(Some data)

☆ ☆ ☆ ☆

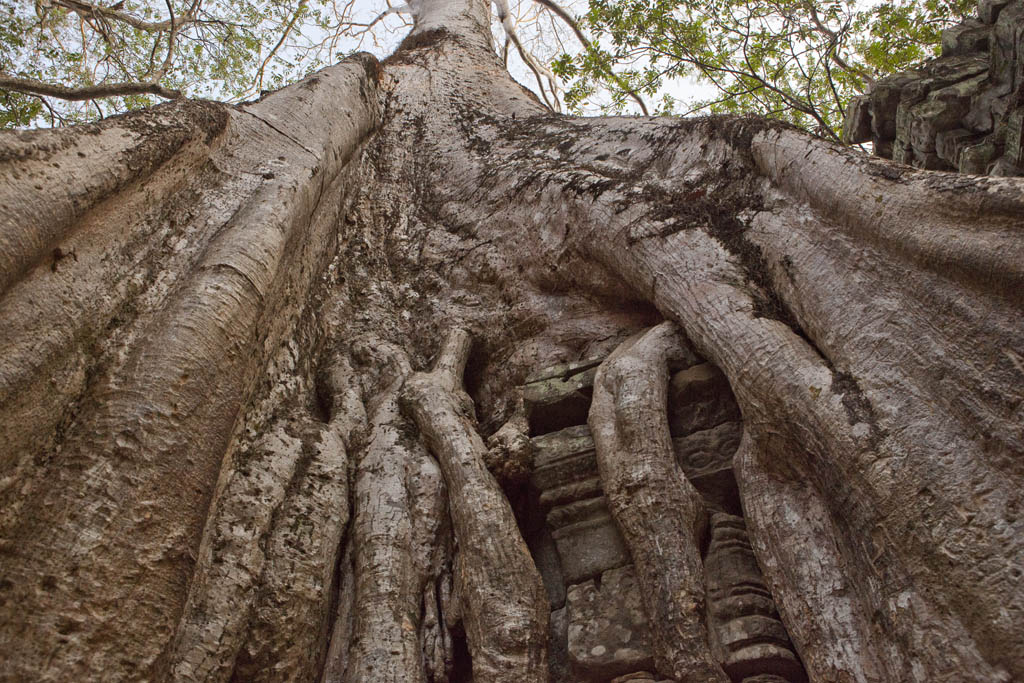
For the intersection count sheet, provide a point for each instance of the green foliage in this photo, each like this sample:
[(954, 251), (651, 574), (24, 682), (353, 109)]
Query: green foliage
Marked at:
[(222, 49), (800, 60)]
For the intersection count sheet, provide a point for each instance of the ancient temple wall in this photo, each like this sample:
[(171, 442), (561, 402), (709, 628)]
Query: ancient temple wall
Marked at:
[(963, 111), (599, 630)]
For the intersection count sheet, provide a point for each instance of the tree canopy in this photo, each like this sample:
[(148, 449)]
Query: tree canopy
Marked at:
[(73, 60)]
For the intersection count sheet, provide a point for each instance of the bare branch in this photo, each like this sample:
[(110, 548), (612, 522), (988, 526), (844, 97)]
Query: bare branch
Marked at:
[(281, 41), (561, 13)]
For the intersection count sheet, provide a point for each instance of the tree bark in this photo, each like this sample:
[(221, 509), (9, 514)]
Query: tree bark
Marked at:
[(178, 285), (660, 514)]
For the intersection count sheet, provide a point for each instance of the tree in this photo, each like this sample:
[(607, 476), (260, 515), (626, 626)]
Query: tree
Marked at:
[(244, 347), (793, 59)]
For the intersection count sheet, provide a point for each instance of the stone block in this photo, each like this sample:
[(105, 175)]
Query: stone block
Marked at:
[(1015, 136), (587, 539), (558, 654), (885, 98), (882, 147), (977, 158), (950, 143), (559, 400), (699, 397), (542, 549), (988, 10), (706, 458), (971, 36), (573, 492), (857, 121), (608, 634), (902, 153), (942, 110), (987, 109), (1004, 167), (1005, 46), (743, 624), (563, 457)]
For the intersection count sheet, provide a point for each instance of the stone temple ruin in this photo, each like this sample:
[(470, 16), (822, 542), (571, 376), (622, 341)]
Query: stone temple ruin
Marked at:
[(961, 112), (599, 630)]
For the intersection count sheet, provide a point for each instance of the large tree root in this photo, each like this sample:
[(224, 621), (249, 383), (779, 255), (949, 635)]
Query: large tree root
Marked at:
[(659, 513), (505, 605), (295, 472), (399, 504)]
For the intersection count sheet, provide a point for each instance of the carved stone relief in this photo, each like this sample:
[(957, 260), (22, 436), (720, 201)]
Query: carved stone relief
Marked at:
[(599, 631)]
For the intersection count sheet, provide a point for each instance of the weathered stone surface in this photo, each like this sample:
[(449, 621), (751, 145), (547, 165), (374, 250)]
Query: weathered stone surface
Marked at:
[(590, 546), (558, 654), (706, 458), (744, 627), (608, 635), (1015, 136), (977, 158), (563, 457), (542, 547), (699, 398), (950, 143), (559, 400), (971, 89), (972, 36), (857, 124), (988, 10)]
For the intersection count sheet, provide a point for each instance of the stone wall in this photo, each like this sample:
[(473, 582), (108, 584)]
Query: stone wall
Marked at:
[(599, 630), (961, 112)]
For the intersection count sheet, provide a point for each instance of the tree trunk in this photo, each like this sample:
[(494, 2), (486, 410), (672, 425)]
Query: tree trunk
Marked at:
[(225, 458)]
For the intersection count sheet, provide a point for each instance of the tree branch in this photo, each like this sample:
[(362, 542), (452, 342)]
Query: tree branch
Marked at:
[(87, 9), (561, 13), (35, 87)]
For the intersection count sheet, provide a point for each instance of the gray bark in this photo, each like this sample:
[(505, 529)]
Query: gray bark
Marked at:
[(177, 286), (659, 513)]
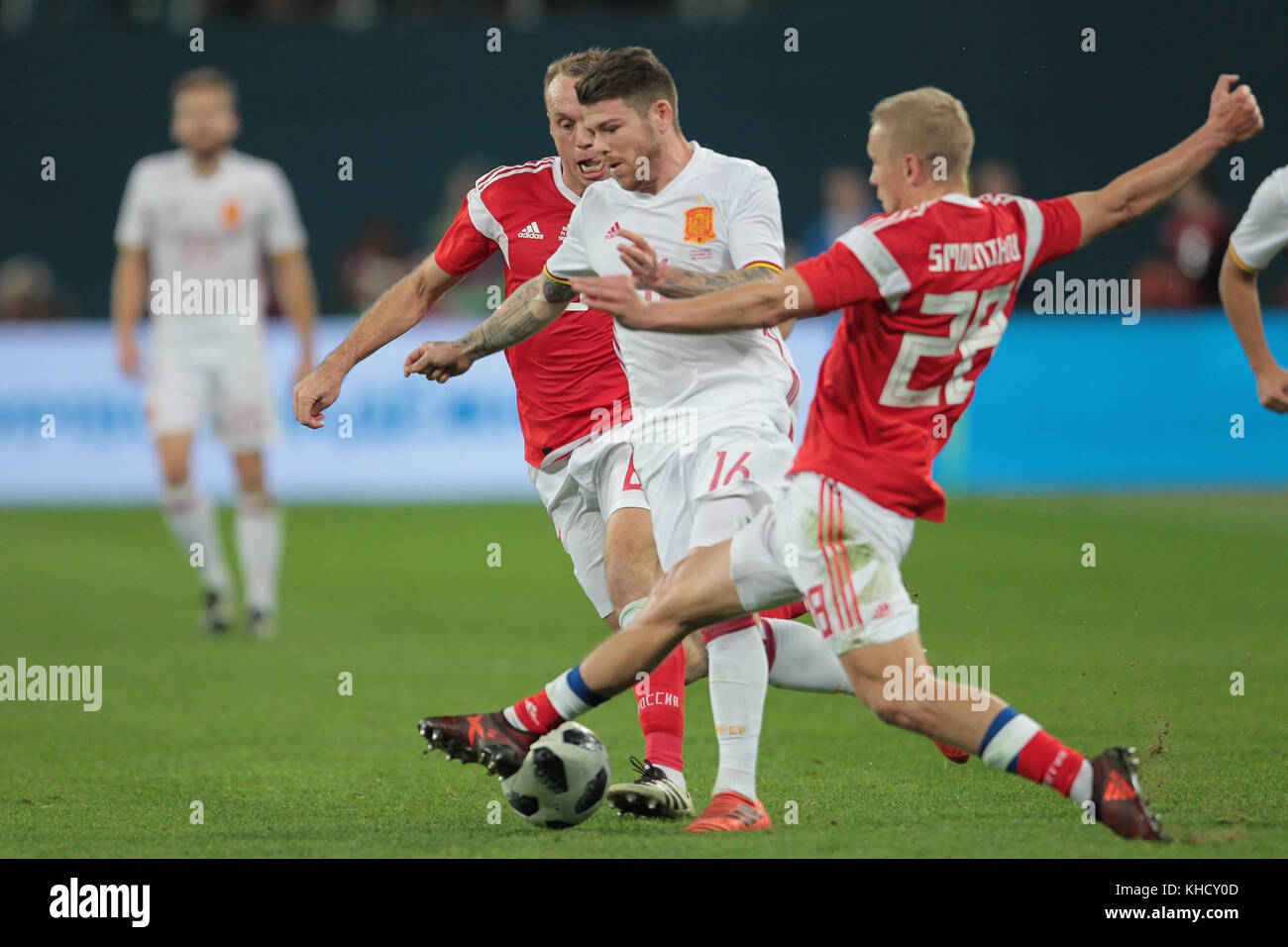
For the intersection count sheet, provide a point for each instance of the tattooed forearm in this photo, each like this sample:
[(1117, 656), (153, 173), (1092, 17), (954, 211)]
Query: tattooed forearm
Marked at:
[(526, 312), (681, 283)]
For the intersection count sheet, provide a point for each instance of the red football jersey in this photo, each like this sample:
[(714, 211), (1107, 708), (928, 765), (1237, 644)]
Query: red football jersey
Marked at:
[(567, 376), (927, 292)]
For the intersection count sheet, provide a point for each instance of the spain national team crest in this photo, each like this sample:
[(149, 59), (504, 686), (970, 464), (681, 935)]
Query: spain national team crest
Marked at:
[(231, 214), (699, 224)]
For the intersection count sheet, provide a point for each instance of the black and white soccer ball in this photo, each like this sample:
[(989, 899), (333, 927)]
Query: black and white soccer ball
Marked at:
[(562, 780)]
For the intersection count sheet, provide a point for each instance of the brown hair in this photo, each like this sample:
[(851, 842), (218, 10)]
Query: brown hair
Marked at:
[(575, 64), (204, 76), (631, 73), (927, 123)]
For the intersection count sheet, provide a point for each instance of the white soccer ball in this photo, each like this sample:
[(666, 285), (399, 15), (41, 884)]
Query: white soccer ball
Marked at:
[(562, 780)]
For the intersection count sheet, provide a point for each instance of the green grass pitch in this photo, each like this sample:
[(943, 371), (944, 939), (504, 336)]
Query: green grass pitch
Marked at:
[(1186, 590)]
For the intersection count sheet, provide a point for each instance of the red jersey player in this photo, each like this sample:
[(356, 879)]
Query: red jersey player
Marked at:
[(927, 289), (571, 388)]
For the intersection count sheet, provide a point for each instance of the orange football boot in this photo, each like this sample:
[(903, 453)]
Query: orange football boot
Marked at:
[(730, 812)]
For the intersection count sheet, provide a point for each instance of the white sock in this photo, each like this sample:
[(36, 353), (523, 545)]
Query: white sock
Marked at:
[(259, 548), (1082, 783), (802, 660), (738, 678), (191, 518)]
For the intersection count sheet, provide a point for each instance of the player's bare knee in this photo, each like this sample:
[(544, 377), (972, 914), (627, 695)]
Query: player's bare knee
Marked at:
[(695, 659)]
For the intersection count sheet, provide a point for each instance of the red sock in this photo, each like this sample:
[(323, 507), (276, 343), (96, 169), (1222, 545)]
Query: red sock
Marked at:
[(1048, 762), (535, 714), (660, 698)]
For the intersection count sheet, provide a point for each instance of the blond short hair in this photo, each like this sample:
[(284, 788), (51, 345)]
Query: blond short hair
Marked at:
[(927, 123), (575, 64)]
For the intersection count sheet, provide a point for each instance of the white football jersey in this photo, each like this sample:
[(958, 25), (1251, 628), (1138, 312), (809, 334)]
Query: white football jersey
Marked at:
[(717, 214), (1263, 230), (210, 230)]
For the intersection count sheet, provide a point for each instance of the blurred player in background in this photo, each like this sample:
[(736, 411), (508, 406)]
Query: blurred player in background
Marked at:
[(202, 218), (572, 394), (927, 290), (1261, 235)]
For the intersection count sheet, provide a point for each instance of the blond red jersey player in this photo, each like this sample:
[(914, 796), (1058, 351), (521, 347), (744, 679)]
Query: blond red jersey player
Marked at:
[(910, 339), (568, 372)]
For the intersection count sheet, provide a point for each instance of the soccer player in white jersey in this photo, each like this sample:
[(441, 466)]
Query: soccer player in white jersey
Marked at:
[(193, 228), (927, 289), (713, 418), (1261, 235)]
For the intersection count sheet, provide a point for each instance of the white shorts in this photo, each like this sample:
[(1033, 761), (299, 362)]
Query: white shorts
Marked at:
[(580, 492), (836, 548), (712, 487), (232, 385)]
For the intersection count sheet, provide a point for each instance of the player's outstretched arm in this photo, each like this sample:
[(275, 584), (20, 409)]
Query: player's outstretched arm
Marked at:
[(294, 281), (1243, 308), (400, 307), (526, 312), (1233, 116), (678, 282), (751, 305), (129, 292)]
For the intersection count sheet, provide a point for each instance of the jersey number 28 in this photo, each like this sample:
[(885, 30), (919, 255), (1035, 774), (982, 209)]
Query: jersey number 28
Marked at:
[(977, 326)]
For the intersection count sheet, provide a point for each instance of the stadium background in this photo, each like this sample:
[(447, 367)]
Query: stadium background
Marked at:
[(1076, 408)]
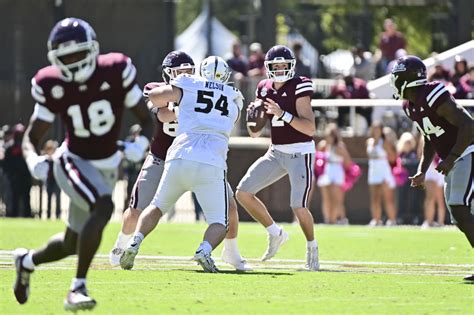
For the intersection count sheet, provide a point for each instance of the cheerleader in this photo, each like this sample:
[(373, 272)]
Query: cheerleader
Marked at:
[(332, 179), (381, 153)]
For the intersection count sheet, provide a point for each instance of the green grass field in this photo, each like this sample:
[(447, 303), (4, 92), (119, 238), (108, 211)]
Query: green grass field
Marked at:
[(403, 270)]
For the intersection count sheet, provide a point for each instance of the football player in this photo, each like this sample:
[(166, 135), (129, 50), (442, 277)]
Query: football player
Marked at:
[(448, 130), (89, 92), (287, 100), (196, 161), (175, 63)]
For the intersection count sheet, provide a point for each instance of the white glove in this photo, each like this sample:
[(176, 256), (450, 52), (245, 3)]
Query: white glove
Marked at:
[(38, 166), (135, 151)]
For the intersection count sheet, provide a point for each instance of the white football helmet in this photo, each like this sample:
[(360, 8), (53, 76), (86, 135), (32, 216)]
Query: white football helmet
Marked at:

☆ ☆ ☆ ☆

Reproduce the lines of the data above verbatim, beginning with the line containing "the red football" and continuing through the line containing "[(259, 548), (1082, 783), (802, 660), (738, 678), (191, 518)]".

→ SOLUTION TO THE EXERCISE:
For the intersection count sheet, provide a point for each instance of the red football jersey in this photo, each like this sample:
[(714, 211), (1107, 708), (928, 765), (1237, 644)]
Query: red football jersey
Marked at:
[(567, 376), (927, 292)]
For the intersection count sheet, provide a point for each instance of the spain national team crest in this photo, each like this sample:
[(149, 59), (504, 686), (970, 464), (681, 935)]
Query: spain national team crest
Marked at:
[(231, 214), (699, 224)]
For the intersection count sheet, provide a point for each instance of the black and white soccer ball in this photo, each like this sample:
[(989, 899), (333, 927)]
Query: black and white soccer ball
Marked at:
[(562, 780)]
For the intersection count sheet, provide a point for each instance of the brown hair in this photo, each like this sample:
[(851, 842), (218, 10)]
Query: brown hair
Marked at:
[(575, 64), (204, 76), (631, 73), (927, 123)]
For the intersection count sheet, provide a point for each instance of the white soccer ball in this photo, each like this sample:
[(666, 285), (399, 15), (41, 884)]
Query: white soccer ball
Marked at:
[(562, 780)]
For the intersection count sheet, provide a point for each instance of the green grass pitch in this photo, each like this sample:
[(943, 371), (944, 939), (504, 336)]
Query: green grass pitch
Marked at:
[(1186, 590)]
For the intersection count sheet, provide a point for each instance of the red jersey player in this photo, each like this sample:
[(356, 879)]
Query: red jersey player
Marked at:
[(927, 289), (571, 388)]
For the intersection count sheet, provide a point for each instance of the orange football boot in this photo, each like this sample:
[(903, 453)]
Query: orange football boot
Marked at:
[(730, 812)]
For the intersection count sheet, provide a point for each instance of the white sock in this photo, each like this sample:
[(36, 353), (523, 545)]
Query: white sock
Marked at:
[(259, 548), (1082, 783), (802, 660), (738, 678), (191, 518)]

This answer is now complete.